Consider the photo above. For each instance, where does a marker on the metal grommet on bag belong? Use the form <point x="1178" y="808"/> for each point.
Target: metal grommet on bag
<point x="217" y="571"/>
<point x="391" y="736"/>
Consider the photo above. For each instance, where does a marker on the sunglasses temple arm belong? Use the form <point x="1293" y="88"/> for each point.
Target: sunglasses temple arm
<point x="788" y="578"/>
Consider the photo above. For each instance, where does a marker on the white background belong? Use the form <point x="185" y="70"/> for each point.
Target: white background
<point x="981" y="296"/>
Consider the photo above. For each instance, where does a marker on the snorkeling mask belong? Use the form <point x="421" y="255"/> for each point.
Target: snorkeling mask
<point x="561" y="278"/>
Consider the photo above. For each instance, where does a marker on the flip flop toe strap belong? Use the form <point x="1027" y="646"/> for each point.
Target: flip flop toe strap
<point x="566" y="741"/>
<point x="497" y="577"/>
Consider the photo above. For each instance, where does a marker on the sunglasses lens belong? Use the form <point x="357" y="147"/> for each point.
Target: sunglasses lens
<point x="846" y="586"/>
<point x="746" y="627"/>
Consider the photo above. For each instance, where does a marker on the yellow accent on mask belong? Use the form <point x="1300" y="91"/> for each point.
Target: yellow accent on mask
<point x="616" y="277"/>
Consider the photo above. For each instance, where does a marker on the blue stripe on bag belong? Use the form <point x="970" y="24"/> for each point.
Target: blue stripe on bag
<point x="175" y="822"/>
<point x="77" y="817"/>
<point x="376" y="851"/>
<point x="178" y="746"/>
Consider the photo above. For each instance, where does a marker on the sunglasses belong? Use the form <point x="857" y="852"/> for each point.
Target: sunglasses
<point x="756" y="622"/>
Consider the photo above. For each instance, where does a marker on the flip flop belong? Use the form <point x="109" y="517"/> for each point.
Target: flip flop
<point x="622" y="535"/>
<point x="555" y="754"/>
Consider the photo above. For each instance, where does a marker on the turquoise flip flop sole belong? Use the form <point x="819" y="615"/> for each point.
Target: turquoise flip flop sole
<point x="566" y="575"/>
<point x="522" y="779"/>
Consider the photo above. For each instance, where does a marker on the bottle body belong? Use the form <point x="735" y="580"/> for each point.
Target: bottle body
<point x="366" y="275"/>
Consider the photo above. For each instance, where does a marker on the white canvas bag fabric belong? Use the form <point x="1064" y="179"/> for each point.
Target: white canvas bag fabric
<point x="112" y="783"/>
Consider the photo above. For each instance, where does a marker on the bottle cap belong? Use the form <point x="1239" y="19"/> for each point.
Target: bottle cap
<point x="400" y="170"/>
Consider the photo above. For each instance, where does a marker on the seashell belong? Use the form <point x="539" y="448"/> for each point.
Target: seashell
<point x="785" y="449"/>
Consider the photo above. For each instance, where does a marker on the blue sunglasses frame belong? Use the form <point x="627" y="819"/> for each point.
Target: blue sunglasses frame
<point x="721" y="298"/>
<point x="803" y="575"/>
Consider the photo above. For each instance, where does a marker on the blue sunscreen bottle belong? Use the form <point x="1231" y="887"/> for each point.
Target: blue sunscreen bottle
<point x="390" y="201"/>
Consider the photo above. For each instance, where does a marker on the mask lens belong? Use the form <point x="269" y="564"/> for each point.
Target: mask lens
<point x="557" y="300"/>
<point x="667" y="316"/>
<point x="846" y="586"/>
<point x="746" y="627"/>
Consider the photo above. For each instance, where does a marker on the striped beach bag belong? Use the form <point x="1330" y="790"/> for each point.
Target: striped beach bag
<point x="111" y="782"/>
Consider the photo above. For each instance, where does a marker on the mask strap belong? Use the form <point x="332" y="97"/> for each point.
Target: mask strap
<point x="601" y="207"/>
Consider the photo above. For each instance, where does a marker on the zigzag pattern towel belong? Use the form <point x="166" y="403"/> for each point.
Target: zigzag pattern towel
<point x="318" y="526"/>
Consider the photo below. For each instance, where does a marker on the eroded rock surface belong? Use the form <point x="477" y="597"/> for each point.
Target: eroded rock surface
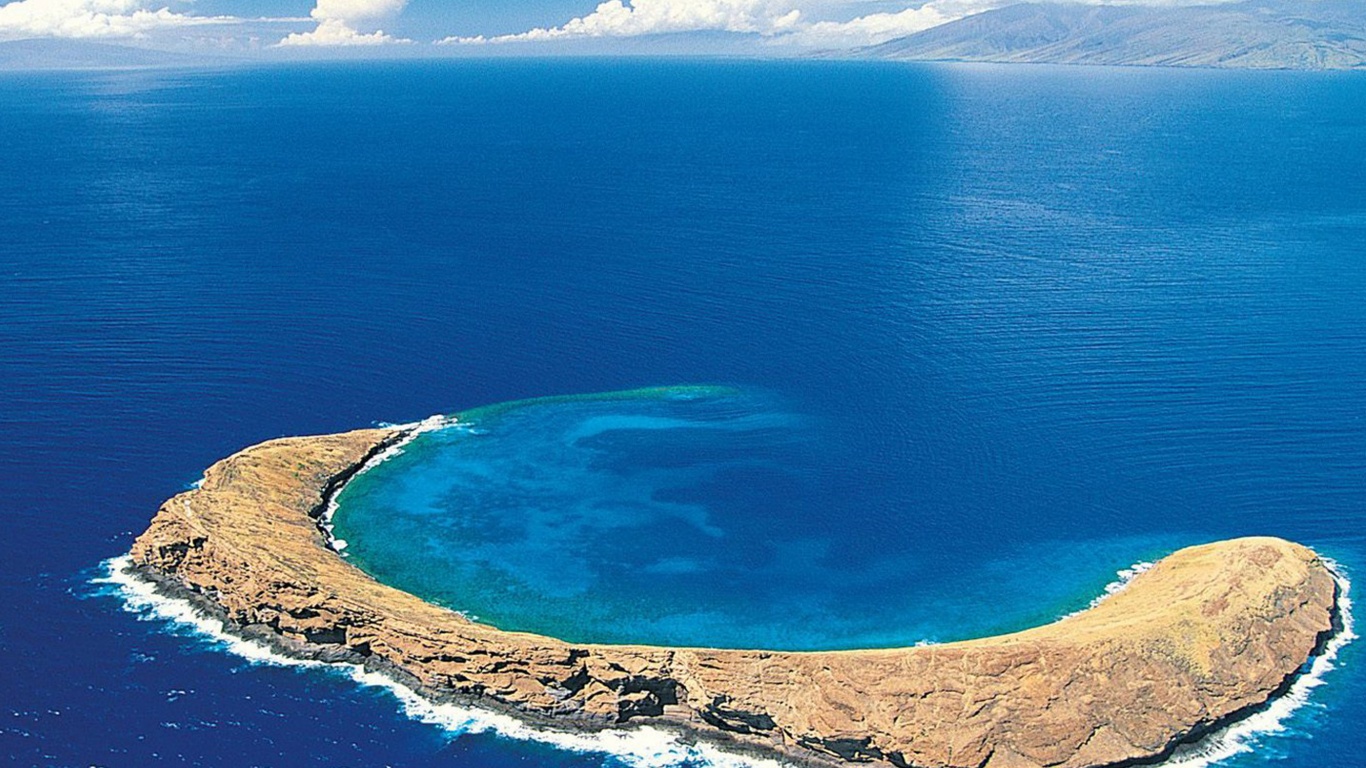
<point x="1204" y="637"/>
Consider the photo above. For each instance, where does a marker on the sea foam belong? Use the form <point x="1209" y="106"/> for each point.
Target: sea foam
<point x="414" y="429"/>
<point x="641" y="746"/>
<point x="645" y="746"/>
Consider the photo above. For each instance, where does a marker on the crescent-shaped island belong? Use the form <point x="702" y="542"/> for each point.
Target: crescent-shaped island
<point x="1210" y="634"/>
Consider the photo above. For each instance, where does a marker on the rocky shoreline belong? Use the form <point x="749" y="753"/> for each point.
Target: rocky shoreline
<point x="1208" y="636"/>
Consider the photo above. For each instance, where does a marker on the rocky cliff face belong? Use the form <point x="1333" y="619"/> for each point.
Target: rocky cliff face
<point x="1204" y="637"/>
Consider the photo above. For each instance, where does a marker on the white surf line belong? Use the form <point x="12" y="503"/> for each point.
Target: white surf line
<point x="1126" y="577"/>
<point x="641" y="746"/>
<point x="645" y="746"/>
<point x="414" y="429"/>
<point x="1243" y="735"/>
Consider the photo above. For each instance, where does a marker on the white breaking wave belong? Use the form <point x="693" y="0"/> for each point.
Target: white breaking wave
<point x="639" y="746"/>
<point x="1246" y="734"/>
<point x="429" y="424"/>
<point x="1126" y="577"/>
<point x="646" y="746"/>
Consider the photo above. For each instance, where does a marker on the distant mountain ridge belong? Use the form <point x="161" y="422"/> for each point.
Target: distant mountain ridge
<point x="1306" y="34"/>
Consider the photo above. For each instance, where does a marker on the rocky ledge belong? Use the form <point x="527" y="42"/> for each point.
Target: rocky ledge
<point x="1208" y="636"/>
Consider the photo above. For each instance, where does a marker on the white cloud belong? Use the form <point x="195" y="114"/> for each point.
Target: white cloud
<point x="340" y="23"/>
<point x="92" y="18"/>
<point x="880" y="28"/>
<point x="615" y="18"/>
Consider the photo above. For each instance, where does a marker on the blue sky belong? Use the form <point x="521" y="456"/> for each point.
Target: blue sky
<point x="486" y="26"/>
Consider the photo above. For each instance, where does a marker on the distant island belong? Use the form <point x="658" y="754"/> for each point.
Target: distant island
<point x="1265" y="34"/>
<point x="1287" y="34"/>
<point x="1206" y="637"/>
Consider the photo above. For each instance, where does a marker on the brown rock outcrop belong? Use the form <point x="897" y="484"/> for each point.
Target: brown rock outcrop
<point x="1206" y="636"/>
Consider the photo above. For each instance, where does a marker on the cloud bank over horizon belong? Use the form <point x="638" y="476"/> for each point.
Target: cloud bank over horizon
<point x="93" y="18"/>
<point x="340" y="23"/>
<point x="767" y="25"/>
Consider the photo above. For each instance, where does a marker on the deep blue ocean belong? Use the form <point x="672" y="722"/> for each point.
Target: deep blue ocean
<point x="941" y="349"/>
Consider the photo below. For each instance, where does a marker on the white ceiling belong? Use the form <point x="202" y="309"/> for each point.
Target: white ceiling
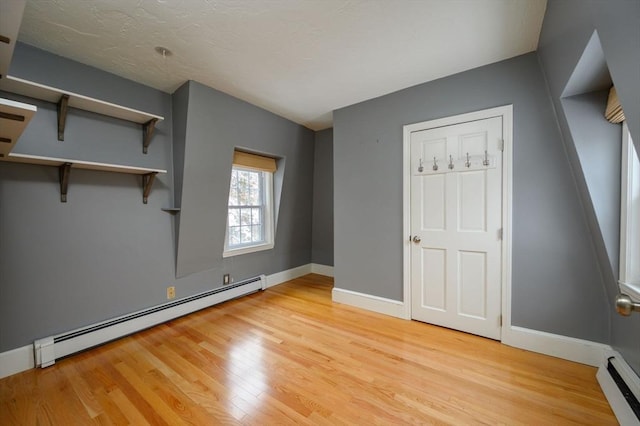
<point x="300" y="59"/>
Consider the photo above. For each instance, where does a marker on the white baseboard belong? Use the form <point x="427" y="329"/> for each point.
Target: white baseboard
<point x="21" y="359"/>
<point x="16" y="361"/>
<point x="325" y="270"/>
<point x="569" y="348"/>
<point x="616" y="399"/>
<point x="289" y="274"/>
<point x="381" y="305"/>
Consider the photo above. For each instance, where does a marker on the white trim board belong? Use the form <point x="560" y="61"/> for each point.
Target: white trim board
<point x="506" y="112"/>
<point x="378" y="304"/>
<point x="319" y="269"/>
<point x="569" y="348"/>
<point x="16" y="361"/>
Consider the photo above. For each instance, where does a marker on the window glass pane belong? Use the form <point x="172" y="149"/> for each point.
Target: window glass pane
<point x="243" y="188"/>
<point x="245" y="216"/>
<point x="234" y="217"/>
<point x="245" y="234"/>
<point x="246" y="211"/>
<point x="233" y="196"/>
<point x="254" y="189"/>
<point x="256" y="233"/>
<point x="234" y="236"/>
<point x="256" y="216"/>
++++++
Set task — Return exactly the lines from the one containing "the white trim" through the last line of the records above, both included, and nothing else.

Final result —
Consider the photo above. For each instance, where does a marker on the white trim board belong? Use the form <point x="560" y="61"/> for each point.
Target: white trim board
<point x="506" y="112"/>
<point x="378" y="304"/>
<point x="319" y="269"/>
<point x="569" y="348"/>
<point x="16" y="361"/>
Consider the photo above. For each instance, where does a marker on the window glass pane belong? Use the form <point x="172" y="149"/> for each point.
Target: window glass pane
<point x="243" y="188"/>
<point x="245" y="216"/>
<point x="234" y="217"/>
<point x="245" y="234"/>
<point x="246" y="211"/>
<point x="233" y="196"/>
<point x="254" y="189"/>
<point x="256" y="233"/>
<point x="234" y="236"/>
<point x="256" y="216"/>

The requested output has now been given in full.